Rows from a pointing dataset:
========================

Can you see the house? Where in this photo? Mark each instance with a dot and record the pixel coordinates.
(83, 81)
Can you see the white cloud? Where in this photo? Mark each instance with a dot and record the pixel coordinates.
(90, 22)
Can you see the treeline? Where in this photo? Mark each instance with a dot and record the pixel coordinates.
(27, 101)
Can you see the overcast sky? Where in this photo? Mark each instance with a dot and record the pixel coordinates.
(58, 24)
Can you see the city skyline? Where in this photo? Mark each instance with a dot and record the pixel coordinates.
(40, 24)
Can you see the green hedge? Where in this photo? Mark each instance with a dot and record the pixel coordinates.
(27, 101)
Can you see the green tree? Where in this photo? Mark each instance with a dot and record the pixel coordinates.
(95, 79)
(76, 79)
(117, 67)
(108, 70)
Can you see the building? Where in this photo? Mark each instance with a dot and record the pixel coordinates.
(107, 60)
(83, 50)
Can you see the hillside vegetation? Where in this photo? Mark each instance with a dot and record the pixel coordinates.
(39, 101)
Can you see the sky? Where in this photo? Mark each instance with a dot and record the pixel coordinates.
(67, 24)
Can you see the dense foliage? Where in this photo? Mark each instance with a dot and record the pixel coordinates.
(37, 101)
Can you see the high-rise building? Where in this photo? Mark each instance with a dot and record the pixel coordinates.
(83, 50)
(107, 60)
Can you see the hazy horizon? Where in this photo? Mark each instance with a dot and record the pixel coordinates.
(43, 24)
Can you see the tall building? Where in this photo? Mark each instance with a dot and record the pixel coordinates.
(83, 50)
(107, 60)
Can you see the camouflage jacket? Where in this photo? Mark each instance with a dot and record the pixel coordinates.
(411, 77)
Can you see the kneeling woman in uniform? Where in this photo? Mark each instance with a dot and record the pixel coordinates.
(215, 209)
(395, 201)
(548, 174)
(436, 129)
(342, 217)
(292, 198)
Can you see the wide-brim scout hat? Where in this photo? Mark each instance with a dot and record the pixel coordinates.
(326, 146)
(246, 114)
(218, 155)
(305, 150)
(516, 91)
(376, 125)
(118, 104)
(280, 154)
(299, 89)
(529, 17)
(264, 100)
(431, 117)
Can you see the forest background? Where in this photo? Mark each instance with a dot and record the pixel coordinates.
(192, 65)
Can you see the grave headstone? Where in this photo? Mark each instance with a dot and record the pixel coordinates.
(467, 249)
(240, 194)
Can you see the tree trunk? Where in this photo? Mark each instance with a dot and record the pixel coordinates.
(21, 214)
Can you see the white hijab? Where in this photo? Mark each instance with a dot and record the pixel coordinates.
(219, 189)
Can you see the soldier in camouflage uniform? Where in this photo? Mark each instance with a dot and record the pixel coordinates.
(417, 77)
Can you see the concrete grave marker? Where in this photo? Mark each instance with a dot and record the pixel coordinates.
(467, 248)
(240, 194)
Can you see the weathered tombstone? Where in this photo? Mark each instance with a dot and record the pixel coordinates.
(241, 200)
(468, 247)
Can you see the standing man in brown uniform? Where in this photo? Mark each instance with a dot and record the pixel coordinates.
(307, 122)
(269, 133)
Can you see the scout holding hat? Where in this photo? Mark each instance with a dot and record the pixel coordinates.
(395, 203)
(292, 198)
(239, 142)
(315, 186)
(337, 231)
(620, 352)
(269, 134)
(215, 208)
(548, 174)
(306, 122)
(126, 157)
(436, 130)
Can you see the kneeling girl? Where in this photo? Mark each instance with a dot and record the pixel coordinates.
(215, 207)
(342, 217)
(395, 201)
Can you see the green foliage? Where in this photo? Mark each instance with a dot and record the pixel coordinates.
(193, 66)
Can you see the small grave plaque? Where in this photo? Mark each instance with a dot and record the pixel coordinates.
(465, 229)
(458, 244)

========================

#### Problem requirements:
Could you copy out the material word for word, beginning at the line that contains "Can you see the kneeling girl?" and ending with the last line of the material?

#### Completed task:
Can you see the kneeling girl? Where in this photo? Mark each instance with a dot and record the pixel coordinates.
(215, 207)
(342, 217)
(395, 201)
Can you see the green foliage? Where in this photo? Mark each instance with a dot and record the pixel coordinates.
(193, 66)
Can you see the small grave plaque? Where in this photo? Mark each instance with a dot and record the pixel coordinates.
(465, 229)
(458, 244)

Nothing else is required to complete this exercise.